Copy out each line of the data below in which the string "orchid" appears.

=== Supplied records ===

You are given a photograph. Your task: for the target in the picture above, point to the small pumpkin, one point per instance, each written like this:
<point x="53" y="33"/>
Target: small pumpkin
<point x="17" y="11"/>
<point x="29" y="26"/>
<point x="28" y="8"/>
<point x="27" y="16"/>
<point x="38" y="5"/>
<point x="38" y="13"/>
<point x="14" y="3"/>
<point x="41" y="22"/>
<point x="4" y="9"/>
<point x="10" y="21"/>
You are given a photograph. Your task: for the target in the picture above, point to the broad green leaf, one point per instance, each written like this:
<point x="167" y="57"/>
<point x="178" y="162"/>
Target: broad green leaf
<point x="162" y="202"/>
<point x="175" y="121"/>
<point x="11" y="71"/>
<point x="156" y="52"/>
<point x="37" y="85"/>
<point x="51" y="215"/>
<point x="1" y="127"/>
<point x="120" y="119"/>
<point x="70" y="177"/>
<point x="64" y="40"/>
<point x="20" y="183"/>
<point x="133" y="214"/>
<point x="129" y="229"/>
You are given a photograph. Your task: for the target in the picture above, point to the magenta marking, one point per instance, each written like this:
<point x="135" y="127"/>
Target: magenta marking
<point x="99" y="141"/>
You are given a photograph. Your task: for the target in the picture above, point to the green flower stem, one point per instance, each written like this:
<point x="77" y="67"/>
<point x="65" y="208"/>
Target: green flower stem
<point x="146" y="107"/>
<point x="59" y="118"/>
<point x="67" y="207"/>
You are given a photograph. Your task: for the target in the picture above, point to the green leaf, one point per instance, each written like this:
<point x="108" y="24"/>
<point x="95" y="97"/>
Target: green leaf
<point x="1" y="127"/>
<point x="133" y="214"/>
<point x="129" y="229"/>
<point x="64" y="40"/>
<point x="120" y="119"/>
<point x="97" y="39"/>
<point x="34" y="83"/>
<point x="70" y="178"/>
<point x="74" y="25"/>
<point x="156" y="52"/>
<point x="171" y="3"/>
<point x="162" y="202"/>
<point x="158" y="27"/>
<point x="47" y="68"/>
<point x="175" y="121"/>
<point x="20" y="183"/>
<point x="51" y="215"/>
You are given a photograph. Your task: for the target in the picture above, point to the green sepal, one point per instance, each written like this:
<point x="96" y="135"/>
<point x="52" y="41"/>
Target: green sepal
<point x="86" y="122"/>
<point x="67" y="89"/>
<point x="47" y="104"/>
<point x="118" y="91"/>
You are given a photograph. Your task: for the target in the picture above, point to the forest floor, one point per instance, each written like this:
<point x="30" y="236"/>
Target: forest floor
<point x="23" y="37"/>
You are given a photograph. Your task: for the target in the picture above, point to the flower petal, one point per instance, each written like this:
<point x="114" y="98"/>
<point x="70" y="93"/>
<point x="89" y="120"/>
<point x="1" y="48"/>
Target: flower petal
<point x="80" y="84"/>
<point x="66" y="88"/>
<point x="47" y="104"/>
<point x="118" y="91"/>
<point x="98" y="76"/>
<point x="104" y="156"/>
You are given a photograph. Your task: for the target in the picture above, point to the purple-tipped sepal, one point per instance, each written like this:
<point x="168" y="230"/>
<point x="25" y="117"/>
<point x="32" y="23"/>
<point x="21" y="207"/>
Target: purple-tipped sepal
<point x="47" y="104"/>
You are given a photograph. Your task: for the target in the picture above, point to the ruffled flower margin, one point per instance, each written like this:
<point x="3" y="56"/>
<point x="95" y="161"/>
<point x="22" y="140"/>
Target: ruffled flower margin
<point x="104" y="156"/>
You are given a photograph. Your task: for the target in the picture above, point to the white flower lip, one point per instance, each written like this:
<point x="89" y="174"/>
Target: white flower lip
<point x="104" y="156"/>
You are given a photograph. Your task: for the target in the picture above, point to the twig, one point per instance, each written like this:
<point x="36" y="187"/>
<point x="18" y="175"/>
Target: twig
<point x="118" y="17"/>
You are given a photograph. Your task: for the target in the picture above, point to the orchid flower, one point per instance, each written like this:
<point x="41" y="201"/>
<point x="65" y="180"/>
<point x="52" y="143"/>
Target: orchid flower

===

▶ _Written response_
You are given a photograph. Your task: for the target in the picture above, point to the orchid flower, one point per instance, each written like this:
Target: orchid flower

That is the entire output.